What you should do >> Can you copy the material below word for word, leaving out the pictures?

Record list >>
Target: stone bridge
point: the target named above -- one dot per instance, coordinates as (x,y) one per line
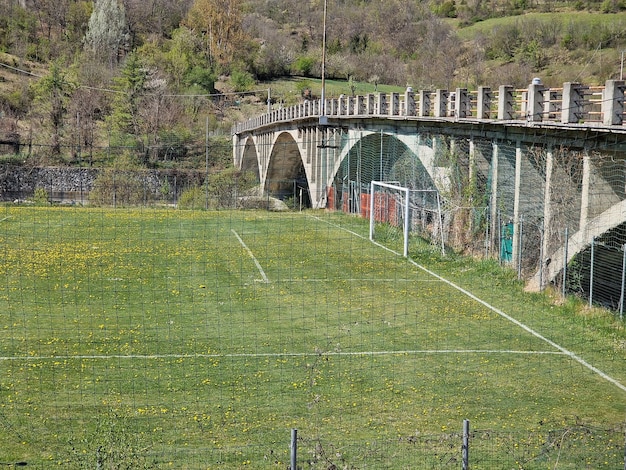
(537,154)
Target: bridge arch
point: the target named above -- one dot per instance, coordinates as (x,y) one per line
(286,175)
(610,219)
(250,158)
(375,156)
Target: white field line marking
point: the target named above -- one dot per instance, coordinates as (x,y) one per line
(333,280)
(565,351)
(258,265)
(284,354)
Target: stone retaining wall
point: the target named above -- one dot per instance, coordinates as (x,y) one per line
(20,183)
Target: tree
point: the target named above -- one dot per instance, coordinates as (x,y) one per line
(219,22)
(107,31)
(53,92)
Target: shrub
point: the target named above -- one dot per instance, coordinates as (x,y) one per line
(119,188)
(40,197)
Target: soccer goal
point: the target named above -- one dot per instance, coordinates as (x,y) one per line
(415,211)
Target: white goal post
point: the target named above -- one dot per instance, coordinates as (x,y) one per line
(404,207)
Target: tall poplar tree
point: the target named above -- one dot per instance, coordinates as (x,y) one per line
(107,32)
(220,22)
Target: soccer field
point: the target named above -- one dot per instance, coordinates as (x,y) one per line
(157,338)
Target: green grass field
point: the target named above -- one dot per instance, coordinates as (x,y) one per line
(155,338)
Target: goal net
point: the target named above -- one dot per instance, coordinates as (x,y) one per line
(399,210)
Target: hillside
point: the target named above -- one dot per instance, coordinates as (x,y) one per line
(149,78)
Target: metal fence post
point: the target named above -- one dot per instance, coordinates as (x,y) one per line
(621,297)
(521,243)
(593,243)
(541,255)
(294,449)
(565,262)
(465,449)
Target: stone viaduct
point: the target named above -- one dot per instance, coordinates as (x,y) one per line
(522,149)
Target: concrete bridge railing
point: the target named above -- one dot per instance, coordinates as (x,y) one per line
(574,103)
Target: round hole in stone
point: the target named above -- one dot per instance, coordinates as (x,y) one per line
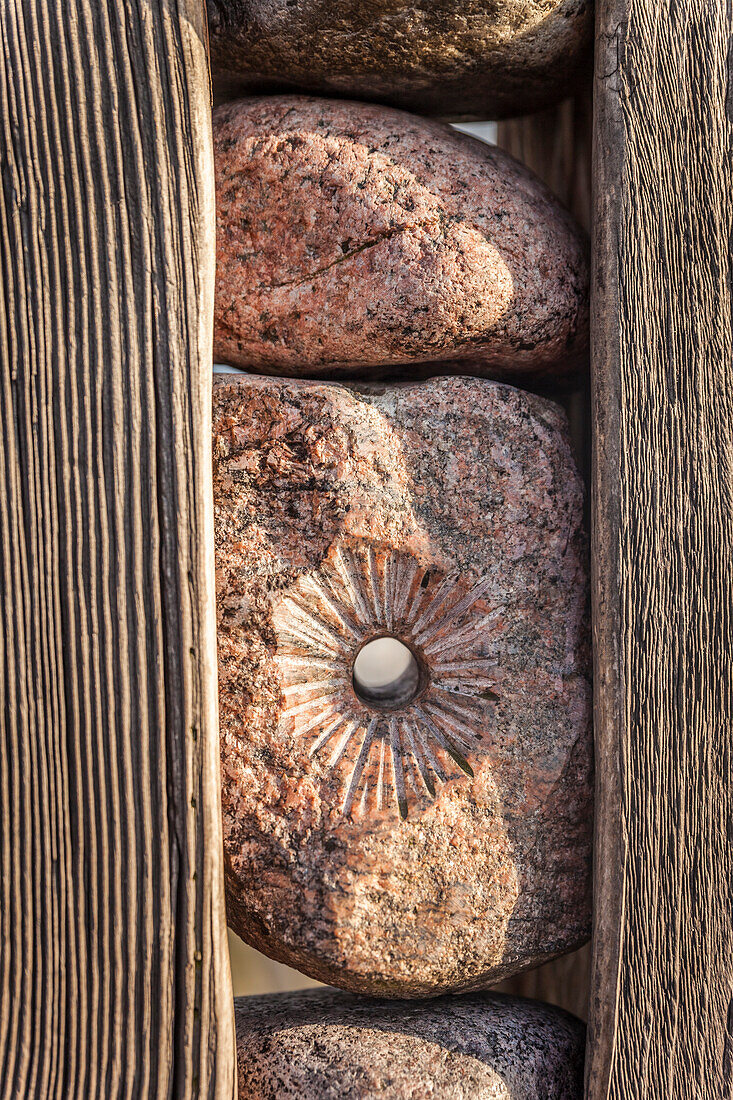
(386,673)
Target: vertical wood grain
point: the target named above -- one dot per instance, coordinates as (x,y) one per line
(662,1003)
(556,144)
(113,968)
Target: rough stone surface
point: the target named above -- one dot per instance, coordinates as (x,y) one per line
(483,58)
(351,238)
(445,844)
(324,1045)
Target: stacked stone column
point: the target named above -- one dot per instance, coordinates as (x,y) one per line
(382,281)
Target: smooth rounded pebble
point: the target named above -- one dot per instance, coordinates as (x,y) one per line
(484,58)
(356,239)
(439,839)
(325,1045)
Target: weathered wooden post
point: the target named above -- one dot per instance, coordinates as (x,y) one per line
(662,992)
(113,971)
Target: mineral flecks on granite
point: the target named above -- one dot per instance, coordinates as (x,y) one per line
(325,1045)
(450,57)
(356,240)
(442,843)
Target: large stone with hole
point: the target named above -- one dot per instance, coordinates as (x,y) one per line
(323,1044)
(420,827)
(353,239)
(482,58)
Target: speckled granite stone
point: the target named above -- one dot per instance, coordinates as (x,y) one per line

Written response >>
Target: stone bridge
point: the target named above -- one dot per instance, coordinates as (x,y) one per line
(537,154)
Target: bridge arch
point: the target named above -- one dot per instance, coordinates as (x,y) one per line
(286,175)
(610,219)
(250,158)
(375,156)
Target: white field line marking
point: the target named above -- one dot per instance, coordinates as (x,y) one per line
(333,280)
(565,351)
(258,265)
(284,354)
Target: stone retaining wall
point: the target named above -- one dot per instance, coordinates as (x,y) one per line
(20,183)
Target: tree
point: the target named above -- one dot per instance, coordinates as (x,y) one per line
(219,22)
(107,31)
(53,92)
Target: shrub
point: the target named above -- one dot per instance, coordinates as (x,y) one per line
(119,188)
(40,197)
Target: soccer goal
point: the target named above -- one dot per instance, coordinates as (x,y) one per line
(415,211)
Target: white goal post
point: the target named above -- one dot per instance, coordinates as (x,y) one per line
(404,207)
Target: tall poplar tree
point: the target named above -- one dot per instance, coordinates as (x,y) one per line
(107,32)
(220,22)
Target: soccer field
point: the target named above -- one dot per instance, coordinates as (x,y) one per line
(157,338)
Target: green grass field
point: the target named above -- one dot per instance, coordinates as (x,y) one per line
(155,338)
Target: goal net
point: the target named above -- one dot per instance, coordinates as (x,y) one per line
(399,210)
Target: hillside
point: the target named above -- one dot per instance, coordinates as (x,y) one per line
(149,78)
Target: metal fence post
point: the target named above -- one dot per instance, coordinates as (x,y) one per line
(621,297)
(521,243)
(593,243)
(541,255)
(294,449)
(565,262)
(465,449)
Target: stone viaduct
point: the target named above -- one dot per instance, coordinates as (x,y) one per line
(522,149)
Target: concrete bridge railing
point: the target named above -- one dot per instance, coordinates as (x,y) one per line
(574,103)
Target: round hole in stone
point: the target named above -- one dot per instance, coordinates as (x,y) one per line
(386,673)
Target: vertical wood grain
point: the target named above -- one dot per instance, coordinates as (x,y) one per line
(662,1003)
(556,144)
(113,968)
Target: rough stone surface
point: the target named above -- one dot per instance, coordinates as (x,y) one per line
(483,58)
(351,238)
(445,844)
(324,1045)
Target: stacked stone column
point: the target named above -- one dot per instance, coordinates as (x,y) one per line
(382,281)
Target: smooth rounded pebble
point: the target named above -- one dot per instance, coordinates as (x,y) one per line
(484,58)
(356,239)
(439,839)
(325,1045)
Target: weathered wooden post
point: the target named above -- one dot per instance, coordinates as (x,y) one per line
(662,992)
(113,971)
Target: mineral flecks on granite
point: the target named above -- one dot per instance, coordinates as (x,y) one per line
(325,1045)
(450,57)
(356,240)
(442,843)
Target: large stone with hole
point: the target named above -- one dot per instance, coordinates as (x,y) one per line
(323,1044)
(420,827)
(353,239)
(482,58)
Target: speckled granite stone
point: the target named above -- one dot per instance, coordinates as (x,y) one per line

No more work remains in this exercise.